• REQUIRED WORK: Can you reproduce all of the data below verbatim, leaving the pictures out?

• WORKING DATA:
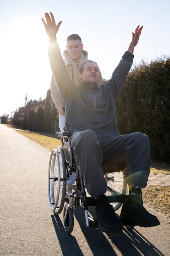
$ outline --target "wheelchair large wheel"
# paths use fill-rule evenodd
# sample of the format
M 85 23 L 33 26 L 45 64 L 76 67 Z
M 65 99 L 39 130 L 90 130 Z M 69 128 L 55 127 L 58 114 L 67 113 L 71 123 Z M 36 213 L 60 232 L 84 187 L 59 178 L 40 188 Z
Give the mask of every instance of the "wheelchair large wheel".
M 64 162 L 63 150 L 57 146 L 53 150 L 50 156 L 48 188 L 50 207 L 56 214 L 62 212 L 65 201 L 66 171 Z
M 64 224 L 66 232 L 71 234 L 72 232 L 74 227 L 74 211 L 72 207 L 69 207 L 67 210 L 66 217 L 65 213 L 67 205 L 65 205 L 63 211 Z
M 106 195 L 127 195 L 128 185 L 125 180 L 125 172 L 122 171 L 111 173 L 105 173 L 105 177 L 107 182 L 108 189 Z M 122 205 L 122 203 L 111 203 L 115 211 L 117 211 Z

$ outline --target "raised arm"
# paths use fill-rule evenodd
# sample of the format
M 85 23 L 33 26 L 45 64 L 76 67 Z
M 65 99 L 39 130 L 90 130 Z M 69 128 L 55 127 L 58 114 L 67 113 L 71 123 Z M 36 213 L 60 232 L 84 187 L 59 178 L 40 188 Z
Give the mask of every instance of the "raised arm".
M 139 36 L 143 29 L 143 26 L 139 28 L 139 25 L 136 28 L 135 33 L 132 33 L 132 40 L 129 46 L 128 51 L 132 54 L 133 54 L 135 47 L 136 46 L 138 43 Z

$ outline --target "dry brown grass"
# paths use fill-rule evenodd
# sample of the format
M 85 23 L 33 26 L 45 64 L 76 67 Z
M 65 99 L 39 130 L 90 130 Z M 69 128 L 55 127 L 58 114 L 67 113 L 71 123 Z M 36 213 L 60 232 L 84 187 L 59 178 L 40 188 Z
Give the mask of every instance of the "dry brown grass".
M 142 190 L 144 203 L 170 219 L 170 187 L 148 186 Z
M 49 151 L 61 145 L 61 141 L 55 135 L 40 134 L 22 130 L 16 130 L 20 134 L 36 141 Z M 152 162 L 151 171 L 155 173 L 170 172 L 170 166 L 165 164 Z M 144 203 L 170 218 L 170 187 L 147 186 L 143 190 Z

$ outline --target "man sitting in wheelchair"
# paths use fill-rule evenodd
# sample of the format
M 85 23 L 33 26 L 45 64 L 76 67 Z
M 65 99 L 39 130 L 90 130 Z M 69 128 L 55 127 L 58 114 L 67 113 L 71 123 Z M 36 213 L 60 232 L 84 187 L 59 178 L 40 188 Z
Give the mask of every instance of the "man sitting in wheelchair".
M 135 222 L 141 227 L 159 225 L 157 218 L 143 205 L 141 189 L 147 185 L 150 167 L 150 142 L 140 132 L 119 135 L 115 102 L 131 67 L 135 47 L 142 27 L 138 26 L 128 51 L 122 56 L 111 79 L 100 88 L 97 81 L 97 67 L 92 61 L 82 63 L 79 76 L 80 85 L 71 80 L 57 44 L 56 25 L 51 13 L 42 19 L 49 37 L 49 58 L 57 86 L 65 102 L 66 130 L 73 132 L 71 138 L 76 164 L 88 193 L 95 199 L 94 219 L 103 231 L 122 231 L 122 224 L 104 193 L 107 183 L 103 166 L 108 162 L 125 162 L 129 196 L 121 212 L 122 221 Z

• SOLUTION TO THE EXERCISE:
$ outline --target "wheelchair large wheel"
# paths use fill-rule evenodd
# sample of the format
M 85 23 L 33 26 L 45 64 L 76 67 Z
M 65 99 L 39 130 L 90 130 Z M 69 128 L 55 127 L 58 114 L 67 113 L 71 123 Z M 36 213 L 60 232 L 84 187 L 59 178 L 40 188 Z
Give the mask of every instance of the "wheelchair large wheel".
M 64 162 L 63 150 L 57 146 L 53 150 L 50 156 L 48 188 L 50 207 L 56 214 L 62 212 L 65 201 L 66 171 Z
M 64 224 L 66 232 L 71 234 L 72 232 L 74 227 L 74 211 L 72 207 L 69 207 L 67 210 L 66 217 L 65 213 L 67 205 L 65 205 L 63 211 Z
M 106 195 L 127 195 L 128 185 L 125 180 L 125 172 L 122 171 L 111 173 L 105 173 L 105 177 L 107 182 L 108 189 Z M 122 205 L 122 203 L 111 203 L 115 211 L 117 211 Z

$ outline --target "raised arm"
# paths use fill-rule evenodd
# sample of the format
M 85 23 L 33 26 L 45 64 L 76 67 Z
M 65 99 L 39 130 L 90 130 Z M 69 128 L 55 127 L 58 114 L 67 113 L 71 123 Z M 36 213 L 60 232 L 84 187 L 59 178 L 40 188 Z
Give the mask of every instance of the "raised arm".
M 139 36 L 143 29 L 143 26 L 139 28 L 139 25 L 136 28 L 135 33 L 132 33 L 132 40 L 129 46 L 128 51 L 132 54 L 133 54 L 135 47 L 136 46 L 138 43 Z

$ outline --target "dry brown grass"
# paths use fill-rule evenodd
# sample of the format
M 85 23 L 33 26 L 45 64 L 76 67 Z
M 65 99 L 39 130 L 90 130 Z M 69 128 L 55 127 L 58 114 L 67 113 L 71 123 Z M 36 213 L 60 232 L 84 187 L 59 178 L 40 188 Z
Give the mask of every instance of the "dry brown grass".
M 142 190 L 144 203 L 170 219 L 170 187 L 148 186 Z
M 49 151 L 61 145 L 61 141 L 55 135 L 40 134 L 22 130 L 16 130 L 20 134 L 36 141 Z M 152 162 L 151 171 L 155 173 L 170 172 L 170 166 L 165 164 Z M 144 203 L 170 218 L 170 187 L 147 186 L 143 190 Z

$ outline --target "man sitting in wheelchair"
# paths use fill-rule evenodd
# sample of the format
M 85 23 L 33 26 L 45 64 L 76 67 Z
M 65 99 L 39 130 L 90 130 Z M 69 128 L 55 127 L 58 114 L 67 113 L 71 123 Z M 36 213 L 60 232 L 84 187 L 59 178 L 40 188 Z
Give the mask of every instance of the "man sitting in wheelchair".
M 135 222 L 141 227 L 159 225 L 157 218 L 143 205 L 141 189 L 147 185 L 150 167 L 150 142 L 140 132 L 119 135 L 115 102 L 131 67 L 135 47 L 142 27 L 138 26 L 128 51 L 122 56 L 111 79 L 100 88 L 97 81 L 97 67 L 92 61 L 82 63 L 79 76 L 80 85 L 71 80 L 57 44 L 56 25 L 51 13 L 42 19 L 49 37 L 49 58 L 57 86 L 65 102 L 66 130 L 73 132 L 71 138 L 76 164 L 88 193 L 95 199 L 94 219 L 103 231 L 122 231 L 122 224 L 104 193 L 107 183 L 103 166 L 108 162 L 125 162 L 129 196 L 121 212 L 122 221 Z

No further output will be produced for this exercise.